## PROBLEM DESCRIPTION
The records below must be copied in full; omit the images.

## RECORDS FOR PROCESSING
=== Begin Enclosure ===

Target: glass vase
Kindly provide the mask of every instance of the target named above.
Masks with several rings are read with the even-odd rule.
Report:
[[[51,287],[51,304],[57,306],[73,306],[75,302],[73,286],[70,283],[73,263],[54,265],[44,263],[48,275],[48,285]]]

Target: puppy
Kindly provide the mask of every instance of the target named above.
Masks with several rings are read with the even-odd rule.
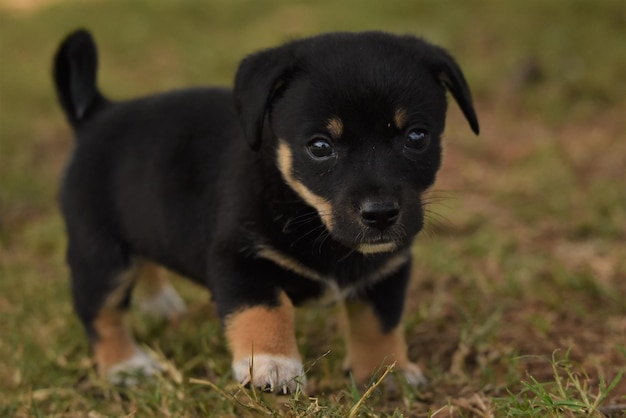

=== End Enclosure ===

## SOLUTION
Target: glass vase
Kindly provide the mask of every instance of the target named above.
Masks with several rings are read with the even-odd rule.
Report:
[[[51,287],[51,304],[57,306],[73,306],[75,302],[73,286],[70,283],[73,263],[54,265],[44,263],[48,275],[48,285]]]

Target: puppy
Kindly provide the mask of every instance of the target named above.
Masks with several rings are read with the even-odd rule.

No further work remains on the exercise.